Copy the entries starting with the line containing "Target: building window" and going on through the end of the entries, swapping every "Place a single point" for "Mark one point" and leaving everything else unchanged.

- **Records for processing**
---*---

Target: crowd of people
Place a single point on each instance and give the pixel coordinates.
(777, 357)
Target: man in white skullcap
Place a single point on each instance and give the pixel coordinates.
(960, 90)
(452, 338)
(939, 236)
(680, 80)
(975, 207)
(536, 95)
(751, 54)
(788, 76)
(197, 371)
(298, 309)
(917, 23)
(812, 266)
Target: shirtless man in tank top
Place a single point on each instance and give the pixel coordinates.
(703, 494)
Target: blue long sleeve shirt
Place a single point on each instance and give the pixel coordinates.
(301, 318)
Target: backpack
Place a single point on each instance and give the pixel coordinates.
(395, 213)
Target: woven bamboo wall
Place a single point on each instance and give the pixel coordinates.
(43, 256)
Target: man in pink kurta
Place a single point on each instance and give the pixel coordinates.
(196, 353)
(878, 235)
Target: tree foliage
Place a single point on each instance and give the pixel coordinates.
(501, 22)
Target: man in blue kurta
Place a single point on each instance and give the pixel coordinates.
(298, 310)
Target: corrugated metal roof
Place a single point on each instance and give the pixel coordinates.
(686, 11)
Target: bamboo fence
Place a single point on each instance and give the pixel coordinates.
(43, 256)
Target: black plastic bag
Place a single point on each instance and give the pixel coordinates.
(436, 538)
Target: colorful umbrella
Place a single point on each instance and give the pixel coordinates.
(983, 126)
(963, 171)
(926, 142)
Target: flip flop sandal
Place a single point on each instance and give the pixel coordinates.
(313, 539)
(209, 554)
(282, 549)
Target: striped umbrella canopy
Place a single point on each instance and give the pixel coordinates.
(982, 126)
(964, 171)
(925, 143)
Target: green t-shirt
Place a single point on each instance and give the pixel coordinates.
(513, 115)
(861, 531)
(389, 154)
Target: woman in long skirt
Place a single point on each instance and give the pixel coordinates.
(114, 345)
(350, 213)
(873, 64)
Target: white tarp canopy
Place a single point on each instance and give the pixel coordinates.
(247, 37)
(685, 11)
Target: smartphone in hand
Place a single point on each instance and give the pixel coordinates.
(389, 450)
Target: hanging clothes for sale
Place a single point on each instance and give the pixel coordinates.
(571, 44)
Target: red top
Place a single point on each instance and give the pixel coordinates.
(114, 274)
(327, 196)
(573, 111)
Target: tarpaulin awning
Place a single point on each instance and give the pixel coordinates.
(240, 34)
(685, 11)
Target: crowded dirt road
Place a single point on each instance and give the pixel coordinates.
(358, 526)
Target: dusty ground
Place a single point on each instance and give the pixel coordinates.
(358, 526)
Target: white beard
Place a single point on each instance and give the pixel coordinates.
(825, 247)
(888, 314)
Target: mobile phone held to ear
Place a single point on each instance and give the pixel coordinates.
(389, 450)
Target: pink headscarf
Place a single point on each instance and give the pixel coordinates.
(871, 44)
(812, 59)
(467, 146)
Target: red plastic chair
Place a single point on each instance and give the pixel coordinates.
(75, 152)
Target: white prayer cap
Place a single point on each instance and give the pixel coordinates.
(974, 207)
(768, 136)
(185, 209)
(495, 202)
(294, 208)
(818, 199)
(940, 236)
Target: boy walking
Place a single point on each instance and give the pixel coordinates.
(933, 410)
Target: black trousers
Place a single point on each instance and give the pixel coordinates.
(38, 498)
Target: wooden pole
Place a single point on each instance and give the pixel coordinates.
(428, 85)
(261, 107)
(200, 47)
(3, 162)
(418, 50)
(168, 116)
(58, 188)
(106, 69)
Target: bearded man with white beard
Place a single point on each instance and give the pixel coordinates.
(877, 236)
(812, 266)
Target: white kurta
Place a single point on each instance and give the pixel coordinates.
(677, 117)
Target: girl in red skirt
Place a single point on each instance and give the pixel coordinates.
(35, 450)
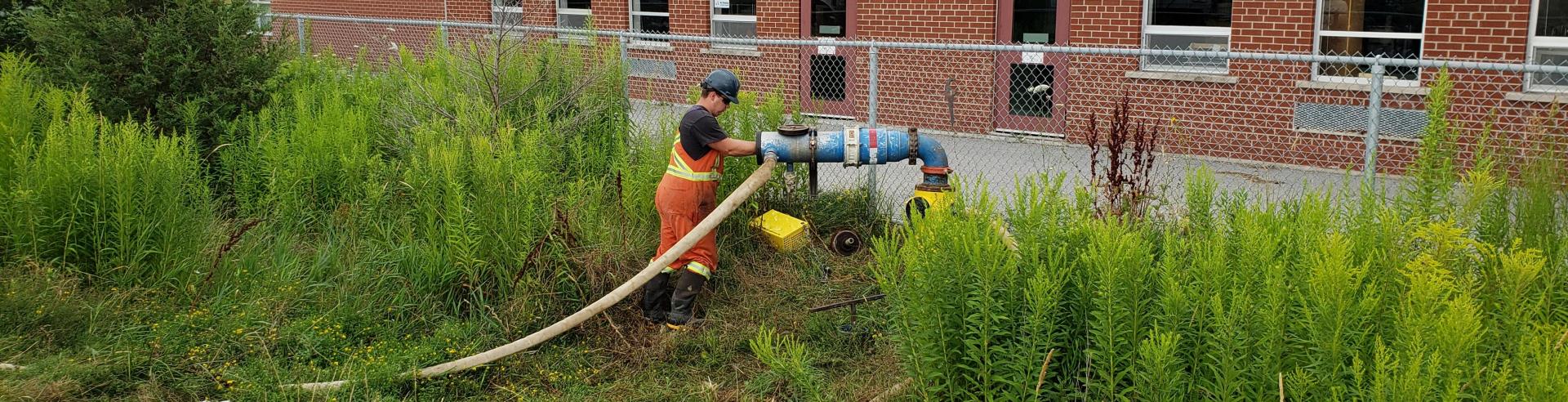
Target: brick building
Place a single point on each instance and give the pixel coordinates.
(1285, 112)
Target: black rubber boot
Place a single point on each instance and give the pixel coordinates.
(681, 305)
(656, 299)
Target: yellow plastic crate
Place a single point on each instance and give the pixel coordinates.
(783, 231)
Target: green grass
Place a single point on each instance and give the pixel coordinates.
(345, 233)
(1435, 294)
(371, 221)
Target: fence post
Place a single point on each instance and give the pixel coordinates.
(300, 34)
(626, 68)
(871, 118)
(1374, 109)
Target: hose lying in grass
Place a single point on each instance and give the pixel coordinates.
(741, 195)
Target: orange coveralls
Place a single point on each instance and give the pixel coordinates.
(684, 199)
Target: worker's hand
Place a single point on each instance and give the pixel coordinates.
(736, 148)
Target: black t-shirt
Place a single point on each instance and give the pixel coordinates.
(700, 129)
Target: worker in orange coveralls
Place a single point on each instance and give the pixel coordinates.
(687, 195)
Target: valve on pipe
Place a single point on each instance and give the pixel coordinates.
(855, 146)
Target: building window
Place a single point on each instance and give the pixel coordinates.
(507, 13)
(264, 24)
(651, 16)
(1549, 44)
(828, 18)
(1034, 20)
(1187, 25)
(1390, 29)
(734, 20)
(572, 15)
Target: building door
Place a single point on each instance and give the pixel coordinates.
(828, 85)
(1032, 87)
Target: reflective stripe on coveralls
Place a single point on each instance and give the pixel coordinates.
(686, 197)
(679, 168)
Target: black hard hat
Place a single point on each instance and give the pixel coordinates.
(724, 82)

---*---

- **Response for this exercise**
Target: building window
Mark one point on each instance and give the pixel coordinates.
(507, 13)
(264, 24)
(651, 16)
(1549, 44)
(828, 18)
(1034, 20)
(1187, 25)
(1390, 29)
(734, 20)
(572, 15)
Target: building door
Mark one point on each instance and give the pixel coordinates.
(828, 85)
(1032, 87)
Target: reflective stripe on coveralls
Mark one point on each instance and give the pixel coordinates.
(686, 197)
(679, 168)
Target: black hard hat
Mark one point on each instance and give the pixel coordinates.
(724, 82)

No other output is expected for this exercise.